WHAT YOU HAVE TO DO: Take the entries below and reproduce exactly the portion that begins at the line containing "pixel 113 314" and ends at the line containing "pixel 989 862", keeping both ends, dropping pictures, and adding nothing else.

[Collected data]
━━━━━━━━
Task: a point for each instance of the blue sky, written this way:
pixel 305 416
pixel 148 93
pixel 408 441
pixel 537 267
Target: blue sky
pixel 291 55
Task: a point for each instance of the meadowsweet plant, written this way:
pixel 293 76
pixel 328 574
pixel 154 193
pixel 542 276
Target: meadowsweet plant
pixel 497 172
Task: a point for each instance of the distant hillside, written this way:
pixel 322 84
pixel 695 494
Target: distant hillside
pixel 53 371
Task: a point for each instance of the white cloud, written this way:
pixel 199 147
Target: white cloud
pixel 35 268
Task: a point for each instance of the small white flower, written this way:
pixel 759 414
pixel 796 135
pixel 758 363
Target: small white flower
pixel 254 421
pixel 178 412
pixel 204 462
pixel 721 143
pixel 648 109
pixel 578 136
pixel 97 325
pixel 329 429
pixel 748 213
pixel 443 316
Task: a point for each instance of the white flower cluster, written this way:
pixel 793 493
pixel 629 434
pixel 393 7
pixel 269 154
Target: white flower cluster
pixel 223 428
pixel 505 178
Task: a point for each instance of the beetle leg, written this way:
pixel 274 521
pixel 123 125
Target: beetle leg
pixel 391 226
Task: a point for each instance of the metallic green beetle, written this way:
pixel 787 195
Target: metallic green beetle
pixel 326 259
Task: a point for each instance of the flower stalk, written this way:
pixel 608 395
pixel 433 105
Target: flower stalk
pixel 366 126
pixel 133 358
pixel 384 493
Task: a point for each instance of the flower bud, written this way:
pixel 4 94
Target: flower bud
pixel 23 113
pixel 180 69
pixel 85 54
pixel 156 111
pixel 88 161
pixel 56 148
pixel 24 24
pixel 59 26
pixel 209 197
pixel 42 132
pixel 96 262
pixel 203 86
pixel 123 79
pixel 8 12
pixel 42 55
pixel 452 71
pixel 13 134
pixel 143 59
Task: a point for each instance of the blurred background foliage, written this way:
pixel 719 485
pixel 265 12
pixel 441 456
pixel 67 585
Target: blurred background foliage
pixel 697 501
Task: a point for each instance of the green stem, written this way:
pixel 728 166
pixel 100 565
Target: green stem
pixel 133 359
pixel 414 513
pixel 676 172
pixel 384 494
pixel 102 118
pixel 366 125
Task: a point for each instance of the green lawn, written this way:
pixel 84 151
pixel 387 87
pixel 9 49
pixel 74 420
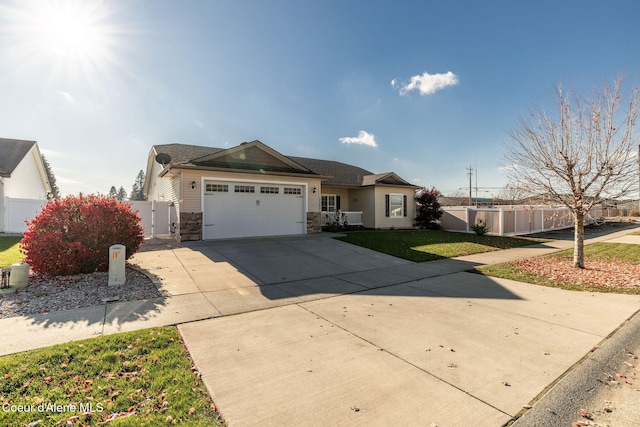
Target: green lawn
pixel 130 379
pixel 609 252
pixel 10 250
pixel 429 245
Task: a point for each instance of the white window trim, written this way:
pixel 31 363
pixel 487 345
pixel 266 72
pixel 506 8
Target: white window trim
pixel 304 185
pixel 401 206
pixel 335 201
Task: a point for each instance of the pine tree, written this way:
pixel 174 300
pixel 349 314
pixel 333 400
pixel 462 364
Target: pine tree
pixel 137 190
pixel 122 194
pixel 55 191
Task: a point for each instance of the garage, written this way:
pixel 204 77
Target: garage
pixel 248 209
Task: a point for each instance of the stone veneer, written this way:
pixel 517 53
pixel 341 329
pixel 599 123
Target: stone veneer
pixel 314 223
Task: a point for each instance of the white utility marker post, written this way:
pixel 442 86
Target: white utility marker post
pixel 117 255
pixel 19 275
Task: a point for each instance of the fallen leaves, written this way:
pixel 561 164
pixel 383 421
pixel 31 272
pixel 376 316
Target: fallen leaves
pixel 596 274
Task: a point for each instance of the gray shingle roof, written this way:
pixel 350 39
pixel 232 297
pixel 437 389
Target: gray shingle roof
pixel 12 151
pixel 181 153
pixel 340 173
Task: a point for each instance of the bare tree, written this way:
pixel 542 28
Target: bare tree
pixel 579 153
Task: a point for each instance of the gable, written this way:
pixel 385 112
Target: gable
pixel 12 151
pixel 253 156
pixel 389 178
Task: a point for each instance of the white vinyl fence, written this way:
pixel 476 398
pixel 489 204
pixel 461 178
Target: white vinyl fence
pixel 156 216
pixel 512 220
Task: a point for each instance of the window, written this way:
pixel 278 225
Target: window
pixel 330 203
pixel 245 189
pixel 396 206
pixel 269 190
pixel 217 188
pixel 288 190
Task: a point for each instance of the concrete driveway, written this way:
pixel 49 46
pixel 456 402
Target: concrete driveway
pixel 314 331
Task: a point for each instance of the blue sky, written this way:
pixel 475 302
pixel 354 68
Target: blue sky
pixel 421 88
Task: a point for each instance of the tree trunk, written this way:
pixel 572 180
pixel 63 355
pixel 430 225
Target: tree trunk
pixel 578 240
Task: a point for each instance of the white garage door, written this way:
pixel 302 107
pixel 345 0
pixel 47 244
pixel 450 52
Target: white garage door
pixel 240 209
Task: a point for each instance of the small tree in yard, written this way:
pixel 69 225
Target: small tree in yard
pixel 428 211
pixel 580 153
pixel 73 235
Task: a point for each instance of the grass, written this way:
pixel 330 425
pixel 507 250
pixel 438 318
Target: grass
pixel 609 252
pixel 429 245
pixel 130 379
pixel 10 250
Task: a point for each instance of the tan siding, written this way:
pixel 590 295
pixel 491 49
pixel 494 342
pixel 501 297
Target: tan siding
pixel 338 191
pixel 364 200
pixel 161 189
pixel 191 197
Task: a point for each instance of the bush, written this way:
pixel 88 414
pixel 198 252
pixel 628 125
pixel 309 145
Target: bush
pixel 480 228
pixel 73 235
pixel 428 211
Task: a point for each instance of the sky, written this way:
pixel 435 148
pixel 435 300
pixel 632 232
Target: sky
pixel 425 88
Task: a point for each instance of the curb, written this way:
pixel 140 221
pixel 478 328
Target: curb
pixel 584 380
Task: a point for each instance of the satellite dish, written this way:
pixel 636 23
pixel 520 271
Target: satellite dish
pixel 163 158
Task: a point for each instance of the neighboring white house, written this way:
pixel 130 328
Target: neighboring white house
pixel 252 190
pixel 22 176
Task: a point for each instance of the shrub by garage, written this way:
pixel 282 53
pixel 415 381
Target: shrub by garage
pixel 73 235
━━━━━━━━
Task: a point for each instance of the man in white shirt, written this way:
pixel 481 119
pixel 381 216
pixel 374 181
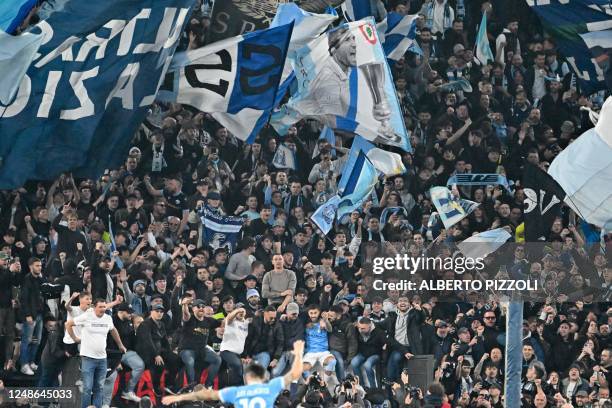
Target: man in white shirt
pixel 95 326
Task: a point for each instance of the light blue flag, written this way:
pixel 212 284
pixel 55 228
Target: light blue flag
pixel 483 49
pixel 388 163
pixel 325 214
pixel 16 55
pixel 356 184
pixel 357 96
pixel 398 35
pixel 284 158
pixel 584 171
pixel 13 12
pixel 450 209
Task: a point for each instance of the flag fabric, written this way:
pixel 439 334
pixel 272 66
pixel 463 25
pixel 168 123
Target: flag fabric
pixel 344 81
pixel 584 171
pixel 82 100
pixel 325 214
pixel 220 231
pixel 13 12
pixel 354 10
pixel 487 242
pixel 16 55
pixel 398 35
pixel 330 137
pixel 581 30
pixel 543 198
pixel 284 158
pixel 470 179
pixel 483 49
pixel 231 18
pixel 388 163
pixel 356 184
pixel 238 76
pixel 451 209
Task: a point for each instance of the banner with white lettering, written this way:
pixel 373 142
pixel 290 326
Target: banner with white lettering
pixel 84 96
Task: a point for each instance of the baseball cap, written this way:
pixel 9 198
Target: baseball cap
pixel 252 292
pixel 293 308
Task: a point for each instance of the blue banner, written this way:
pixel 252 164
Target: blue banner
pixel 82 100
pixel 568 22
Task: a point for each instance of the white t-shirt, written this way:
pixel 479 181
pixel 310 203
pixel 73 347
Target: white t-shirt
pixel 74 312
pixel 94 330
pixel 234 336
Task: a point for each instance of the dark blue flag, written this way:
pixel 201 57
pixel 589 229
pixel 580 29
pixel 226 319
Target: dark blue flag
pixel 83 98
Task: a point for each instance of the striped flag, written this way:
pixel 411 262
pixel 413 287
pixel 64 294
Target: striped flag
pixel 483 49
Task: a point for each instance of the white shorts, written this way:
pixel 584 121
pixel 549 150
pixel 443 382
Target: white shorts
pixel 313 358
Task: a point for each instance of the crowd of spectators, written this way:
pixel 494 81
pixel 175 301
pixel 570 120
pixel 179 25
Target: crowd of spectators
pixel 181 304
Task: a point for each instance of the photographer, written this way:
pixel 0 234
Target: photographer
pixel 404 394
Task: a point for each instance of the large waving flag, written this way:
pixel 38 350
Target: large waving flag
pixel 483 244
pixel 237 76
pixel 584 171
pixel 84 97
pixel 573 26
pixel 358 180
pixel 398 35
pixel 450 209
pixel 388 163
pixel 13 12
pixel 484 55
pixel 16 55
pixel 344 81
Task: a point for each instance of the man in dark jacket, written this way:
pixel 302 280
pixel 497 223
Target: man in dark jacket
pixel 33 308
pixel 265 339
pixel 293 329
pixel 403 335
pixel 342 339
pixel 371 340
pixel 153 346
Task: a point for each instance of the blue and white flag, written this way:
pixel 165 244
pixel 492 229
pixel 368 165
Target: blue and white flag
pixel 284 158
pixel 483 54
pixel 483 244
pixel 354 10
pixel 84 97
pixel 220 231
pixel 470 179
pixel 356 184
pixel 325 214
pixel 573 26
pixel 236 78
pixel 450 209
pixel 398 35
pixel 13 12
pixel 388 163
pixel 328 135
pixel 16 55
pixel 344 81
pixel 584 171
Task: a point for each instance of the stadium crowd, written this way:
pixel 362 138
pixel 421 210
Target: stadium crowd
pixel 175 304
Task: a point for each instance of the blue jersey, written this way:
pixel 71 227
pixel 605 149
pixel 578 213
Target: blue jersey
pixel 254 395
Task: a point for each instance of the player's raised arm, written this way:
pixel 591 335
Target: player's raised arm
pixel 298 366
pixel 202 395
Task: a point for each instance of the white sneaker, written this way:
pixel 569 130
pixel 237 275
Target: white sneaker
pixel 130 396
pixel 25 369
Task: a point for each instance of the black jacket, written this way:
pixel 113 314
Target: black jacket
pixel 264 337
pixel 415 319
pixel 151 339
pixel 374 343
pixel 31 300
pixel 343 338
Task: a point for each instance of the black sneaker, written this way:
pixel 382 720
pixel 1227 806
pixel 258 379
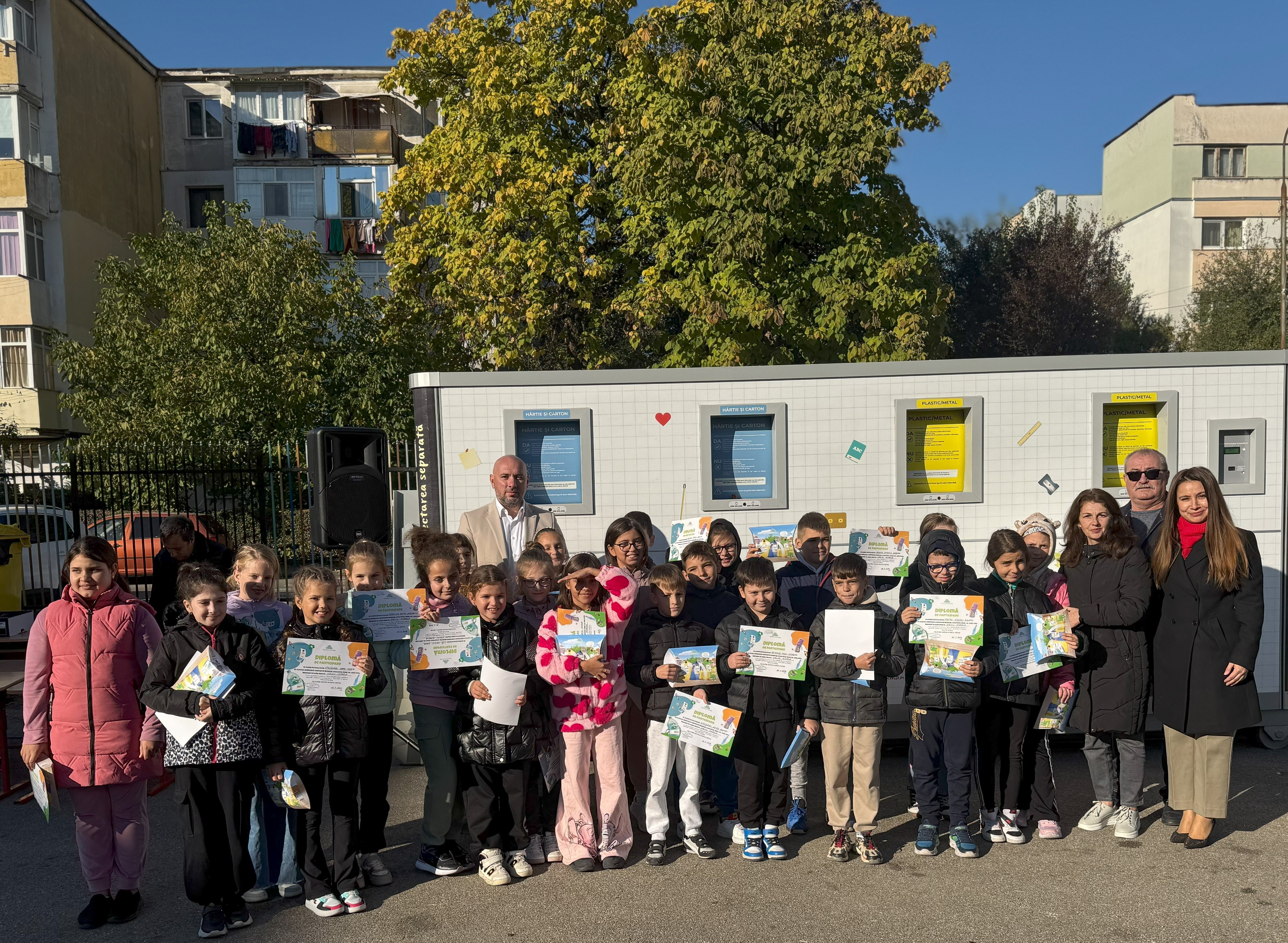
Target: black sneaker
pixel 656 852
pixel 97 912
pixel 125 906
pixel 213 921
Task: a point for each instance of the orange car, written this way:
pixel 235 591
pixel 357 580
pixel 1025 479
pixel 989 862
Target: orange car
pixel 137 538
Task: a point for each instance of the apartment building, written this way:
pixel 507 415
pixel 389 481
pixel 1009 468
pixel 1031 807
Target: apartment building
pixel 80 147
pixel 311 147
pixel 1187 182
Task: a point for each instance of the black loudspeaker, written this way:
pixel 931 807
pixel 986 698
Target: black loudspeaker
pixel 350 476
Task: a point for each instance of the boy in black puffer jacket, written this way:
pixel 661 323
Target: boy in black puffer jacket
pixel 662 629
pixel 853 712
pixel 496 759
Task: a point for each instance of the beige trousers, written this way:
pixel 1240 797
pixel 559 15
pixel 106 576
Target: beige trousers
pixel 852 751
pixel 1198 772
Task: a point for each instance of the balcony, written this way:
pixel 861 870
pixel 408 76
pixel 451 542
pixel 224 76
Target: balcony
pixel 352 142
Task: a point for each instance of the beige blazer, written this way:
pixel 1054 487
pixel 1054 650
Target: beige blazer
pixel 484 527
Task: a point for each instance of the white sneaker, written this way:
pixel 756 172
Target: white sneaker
━━━━━━━━
OUTPUT OF THE EXERCISE:
pixel 113 314
Target: black jacket
pixel 264 337
pixel 415 319
pixel 151 339
pixel 374 343
pixel 31 300
pixel 343 338
Task: a point for each instance of the black sneaker, written this way:
pixel 382 720
pixel 1227 806
pixel 258 379
Target: black sneaker
pixel 656 852
pixel 97 912
pixel 125 906
pixel 213 921
Task: a point for each instance of the orange car, written this way:
pixel 235 591
pixel 357 580
pixel 1025 479
pixel 989 862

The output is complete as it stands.